> **EXERCISE REQUIREMENTS**:
Locate every line in the dataset items below that contains the word "hair", matching case exactly, and copy each such line.

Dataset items
┌──

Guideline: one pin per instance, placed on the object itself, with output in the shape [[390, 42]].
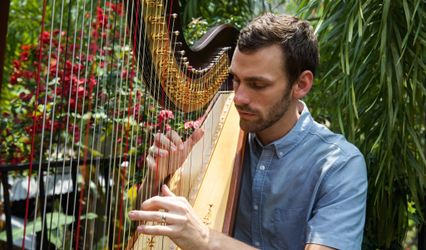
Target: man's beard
[[275, 113]]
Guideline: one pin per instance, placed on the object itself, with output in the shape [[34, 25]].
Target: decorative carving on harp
[[102, 78]]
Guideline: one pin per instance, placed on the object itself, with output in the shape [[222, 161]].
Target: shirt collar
[[286, 143]]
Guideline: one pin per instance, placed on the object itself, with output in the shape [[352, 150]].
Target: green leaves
[[372, 67], [55, 223]]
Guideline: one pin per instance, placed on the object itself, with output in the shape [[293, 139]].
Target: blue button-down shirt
[[309, 186]]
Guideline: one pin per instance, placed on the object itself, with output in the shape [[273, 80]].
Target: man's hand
[[169, 152], [177, 220]]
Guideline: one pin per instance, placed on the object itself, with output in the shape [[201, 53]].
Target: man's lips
[[245, 114]]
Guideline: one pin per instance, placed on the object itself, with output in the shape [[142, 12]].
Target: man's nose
[[241, 96]]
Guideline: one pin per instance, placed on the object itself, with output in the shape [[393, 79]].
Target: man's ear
[[303, 84]]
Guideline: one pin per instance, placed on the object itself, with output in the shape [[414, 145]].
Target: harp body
[[206, 178], [96, 93]]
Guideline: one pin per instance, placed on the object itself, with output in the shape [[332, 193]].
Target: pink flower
[[192, 124], [165, 115]]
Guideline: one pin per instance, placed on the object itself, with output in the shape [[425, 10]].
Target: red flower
[[45, 37]]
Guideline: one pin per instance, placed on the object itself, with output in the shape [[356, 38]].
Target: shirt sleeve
[[338, 215]]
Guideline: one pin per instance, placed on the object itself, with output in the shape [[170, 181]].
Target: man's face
[[262, 96]]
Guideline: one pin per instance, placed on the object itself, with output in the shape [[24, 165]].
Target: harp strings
[[77, 101]]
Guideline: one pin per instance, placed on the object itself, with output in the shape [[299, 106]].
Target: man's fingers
[[175, 138], [166, 191], [162, 141]]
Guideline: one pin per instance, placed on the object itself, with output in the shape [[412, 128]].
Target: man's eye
[[257, 86]]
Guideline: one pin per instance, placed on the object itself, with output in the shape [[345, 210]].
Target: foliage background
[[371, 87]]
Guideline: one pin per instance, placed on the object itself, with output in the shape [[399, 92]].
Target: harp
[[101, 78]]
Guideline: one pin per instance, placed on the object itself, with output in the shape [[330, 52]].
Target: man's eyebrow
[[252, 78]]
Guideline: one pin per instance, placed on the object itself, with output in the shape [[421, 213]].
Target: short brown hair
[[295, 37]]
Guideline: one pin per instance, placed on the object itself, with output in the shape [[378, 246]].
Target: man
[[302, 186]]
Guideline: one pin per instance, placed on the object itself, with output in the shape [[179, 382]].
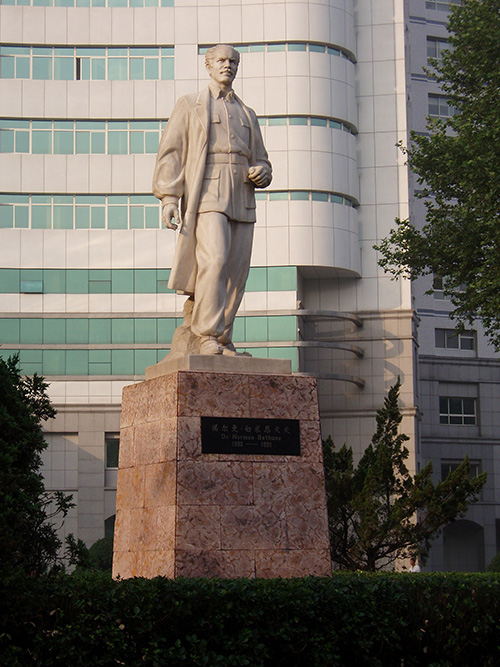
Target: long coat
[[179, 170]]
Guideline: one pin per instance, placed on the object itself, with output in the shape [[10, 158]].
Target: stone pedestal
[[181, 512]]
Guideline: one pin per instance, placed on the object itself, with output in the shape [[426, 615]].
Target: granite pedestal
[[182, 512]]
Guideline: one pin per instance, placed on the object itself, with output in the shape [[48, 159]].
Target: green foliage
[[98, 557], [457, 165], [101, 554], [377, 620], [28, 541], [379, 512]]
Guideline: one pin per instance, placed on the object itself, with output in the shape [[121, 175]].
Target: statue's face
[[223, 66]]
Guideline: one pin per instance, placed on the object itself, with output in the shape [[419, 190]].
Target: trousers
[[223, 253]]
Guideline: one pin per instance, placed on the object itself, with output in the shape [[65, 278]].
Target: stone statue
[[211, 158]]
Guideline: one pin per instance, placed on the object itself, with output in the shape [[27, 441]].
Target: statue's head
[[222, 63]]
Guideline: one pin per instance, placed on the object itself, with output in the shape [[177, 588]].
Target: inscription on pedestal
[[226, 435]]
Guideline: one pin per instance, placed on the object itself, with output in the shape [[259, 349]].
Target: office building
[[86, 87]]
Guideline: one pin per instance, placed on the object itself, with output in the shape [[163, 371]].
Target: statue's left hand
[[260, 176]]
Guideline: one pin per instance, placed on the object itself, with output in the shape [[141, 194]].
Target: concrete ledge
[[219, 363]]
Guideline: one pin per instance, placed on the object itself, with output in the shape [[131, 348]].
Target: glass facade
[[117, 362], [86, 63], [90, 3], [75, 137], [79, 211], [274, 47], [126, 281]]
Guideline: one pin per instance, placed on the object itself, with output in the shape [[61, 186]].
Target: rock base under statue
[[182, 511]]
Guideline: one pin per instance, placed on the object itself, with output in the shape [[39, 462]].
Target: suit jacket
[[179, 170]]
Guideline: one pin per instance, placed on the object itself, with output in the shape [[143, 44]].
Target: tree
[[29, 543], [458, 167], [378, 512]]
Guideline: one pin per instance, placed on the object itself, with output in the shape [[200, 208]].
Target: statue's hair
[[210, 53]]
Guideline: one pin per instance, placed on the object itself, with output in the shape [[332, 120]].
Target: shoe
[[209, 345], [229, 350]]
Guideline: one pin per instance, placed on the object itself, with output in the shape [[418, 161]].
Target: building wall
[[84, 261], [455, 371]]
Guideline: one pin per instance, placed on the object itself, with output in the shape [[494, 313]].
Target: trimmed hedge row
[[350, 619]]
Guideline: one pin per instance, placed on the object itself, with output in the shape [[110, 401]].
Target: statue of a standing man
[[211, 158]]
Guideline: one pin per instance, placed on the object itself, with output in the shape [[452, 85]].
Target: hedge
[[348, 619]]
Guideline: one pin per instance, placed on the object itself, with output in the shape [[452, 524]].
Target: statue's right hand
[[171, 211]]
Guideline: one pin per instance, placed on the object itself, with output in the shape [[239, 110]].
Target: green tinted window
[[145, 330], [63, 143], [122, 362], [40, 217], [63, 217], [100, 331], [9, 330], [166, 328], [122, 331], [143, 359], [54, 331], [6, 216], [54, 362], [31, 331], [77, 330], [21, 217], [77, 281], [41, 142], [77, 362], [54, 281], [117, 217]]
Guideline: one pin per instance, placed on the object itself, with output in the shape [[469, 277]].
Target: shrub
[[380, 620]]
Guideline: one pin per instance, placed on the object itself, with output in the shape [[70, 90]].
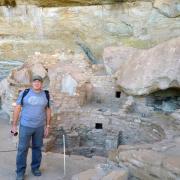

└──

> **WORKED ANSWER**:
Target: short brown hair
Target: statue's hair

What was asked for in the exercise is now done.